* [Work instructions]: Print the data below verbatim, minus images.

....

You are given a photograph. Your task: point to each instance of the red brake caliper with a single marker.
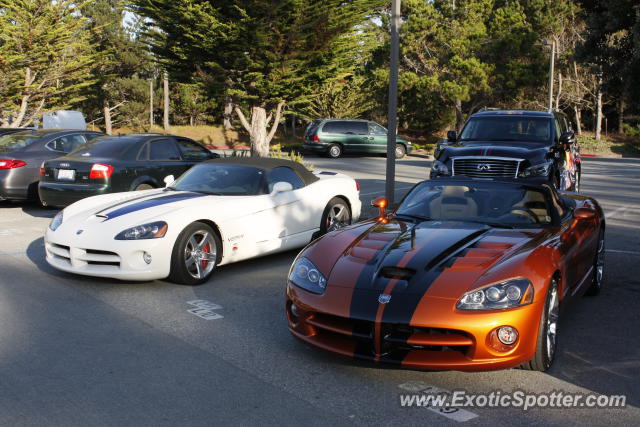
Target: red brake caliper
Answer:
(205, 250)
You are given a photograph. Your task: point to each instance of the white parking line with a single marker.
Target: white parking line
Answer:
(456, 414)
(615, 212)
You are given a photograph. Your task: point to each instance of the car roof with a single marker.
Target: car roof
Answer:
(528, 113)
(268, 164)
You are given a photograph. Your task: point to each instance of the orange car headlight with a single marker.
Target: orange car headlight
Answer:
(506, 294)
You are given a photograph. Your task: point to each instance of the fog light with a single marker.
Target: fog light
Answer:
(294, 311)
(507, 335)
(146, 257)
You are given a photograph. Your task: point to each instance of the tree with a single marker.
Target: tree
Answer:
(45, 58)
(265, 53)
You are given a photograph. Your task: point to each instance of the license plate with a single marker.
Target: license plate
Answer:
(66, 174)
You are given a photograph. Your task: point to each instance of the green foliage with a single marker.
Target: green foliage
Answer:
(45, 58)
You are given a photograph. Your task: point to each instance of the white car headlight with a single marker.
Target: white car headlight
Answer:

....

* [Solution to this exercise]:
You are given a photograph. Your task: point to each instance of the red brake caliper with a single marker.
Target: red brake caliper
Answer:
(205, 250)
You are given a photograph. Your task: point to each instance of the white parking line with a single marker.
Target: white parking line
Answer:
(456, 414)
(615, 212)
You are given a photograph. Your task: point to each instance of the car roof with a single marker.
Target: car roof
Answer:
(528, 113)
(268, 164)
You are given a photograph. Your task: point to each instance of the orange car headlight with a single marker.
Target: orange car headlight
Answer:
(506, 294)
You are given a photograph. Your task: point to each instance of the fog light with a single marker.
Target: fog light
Answer:
(294, 311)
(507, 335)
(146, 257)
You are given a photograph. Your task: point to each instance of the tree with a single marker.
Target: tree
Answer:
(45, 58)
(265, 53)
You are given a photograph. Your task: point to each instance of the license plate with a single marker.
Target: license plate
Answer:
(66, 174)
You are given a photograph. Your task: point to each instance of the green foliage with a single marker.
Target: green foliage
Answer:
(45, 58)
You are given a photograph. Your task: point to each instance of the white car headlight with a single marker.
Target: white car headlight
Answer:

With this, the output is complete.